* DOCUMENT EXCERPT
TBT: Congressman Lincoln

Congressman-Elect Abraham Lincoln
Presidential experience comes in many forms. Washington and Eisenhower commanded armies which changed the course of world history. Jefferson wrote the Declaration of Independence and was Vice President. Franklin Roosevelt was Assistant Secretary of the Navy and later Governor of the nation’s largest state. Other Presidents were Governors, Senators, generals, businessmen and farmers. John Quincy Adams perhaps holds the record, having devoted 70 years of his life to public service.

But somehow the greatest President in American history turned out to be a former state legislator who served just two years in the U.S. House of Representatives.

[A run of rows]
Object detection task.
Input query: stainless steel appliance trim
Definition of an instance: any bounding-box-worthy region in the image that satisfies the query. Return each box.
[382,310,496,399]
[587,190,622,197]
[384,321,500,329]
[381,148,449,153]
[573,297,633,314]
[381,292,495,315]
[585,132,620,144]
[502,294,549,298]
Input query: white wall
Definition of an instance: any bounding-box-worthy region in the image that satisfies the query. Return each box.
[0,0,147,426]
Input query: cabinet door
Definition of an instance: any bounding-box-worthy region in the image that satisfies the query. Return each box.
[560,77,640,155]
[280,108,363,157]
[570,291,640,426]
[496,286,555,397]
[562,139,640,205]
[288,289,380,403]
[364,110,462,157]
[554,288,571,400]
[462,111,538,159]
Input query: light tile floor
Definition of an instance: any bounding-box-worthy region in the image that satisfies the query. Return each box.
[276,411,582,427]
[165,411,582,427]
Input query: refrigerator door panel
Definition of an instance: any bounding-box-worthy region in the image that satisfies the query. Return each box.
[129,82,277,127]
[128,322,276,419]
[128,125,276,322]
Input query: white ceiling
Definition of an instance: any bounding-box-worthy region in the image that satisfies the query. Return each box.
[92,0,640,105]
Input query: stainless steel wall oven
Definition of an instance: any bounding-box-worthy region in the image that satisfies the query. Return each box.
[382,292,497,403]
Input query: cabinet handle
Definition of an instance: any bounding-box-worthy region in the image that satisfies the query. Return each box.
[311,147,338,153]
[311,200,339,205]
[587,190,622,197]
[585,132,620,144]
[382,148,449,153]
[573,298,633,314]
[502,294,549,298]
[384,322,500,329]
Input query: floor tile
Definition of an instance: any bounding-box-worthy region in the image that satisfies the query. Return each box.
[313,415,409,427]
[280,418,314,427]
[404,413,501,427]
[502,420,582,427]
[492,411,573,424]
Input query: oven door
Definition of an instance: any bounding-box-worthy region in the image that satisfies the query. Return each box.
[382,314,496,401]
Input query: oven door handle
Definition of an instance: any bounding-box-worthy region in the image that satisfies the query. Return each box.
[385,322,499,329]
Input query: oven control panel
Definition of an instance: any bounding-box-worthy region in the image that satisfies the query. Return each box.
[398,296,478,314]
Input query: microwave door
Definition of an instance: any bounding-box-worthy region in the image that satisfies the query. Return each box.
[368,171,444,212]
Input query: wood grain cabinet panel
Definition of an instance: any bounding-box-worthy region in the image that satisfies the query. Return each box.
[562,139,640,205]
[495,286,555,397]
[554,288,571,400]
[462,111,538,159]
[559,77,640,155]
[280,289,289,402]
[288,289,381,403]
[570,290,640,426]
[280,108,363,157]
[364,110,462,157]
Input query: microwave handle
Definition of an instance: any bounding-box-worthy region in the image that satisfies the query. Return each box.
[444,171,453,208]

* WHAT TO DO
Please reproduce the part of the passage on presidential experience that opens with the words containing "TBT: Congressman Lincoln" and closes with "House of Representatives.". Work only from the passage on presidential experience.

* ANSWER TO THE PROBLEM
TBT: Congressman Lincoln

Congressman-Elect Abraham Lincoln
Presidential experience comes in many forms. Washington and Eisenhower commanded armies which changed the course of world history. Jefferson wrote the Declaration of Independence and was Vice President. Franklin Roosevelt was Assistant Secretary of the Navy and later Governor of the nation’s largest state. Other Presidents were Governors, Senators, generals, businessmen and farmers. John Quincy Adams perhaps holds the record, having devoted 70 years of his life to public service.

But somehow the greatest President in American history turned out to be a former state legislator who served just two years in the U.S. House of Representatives.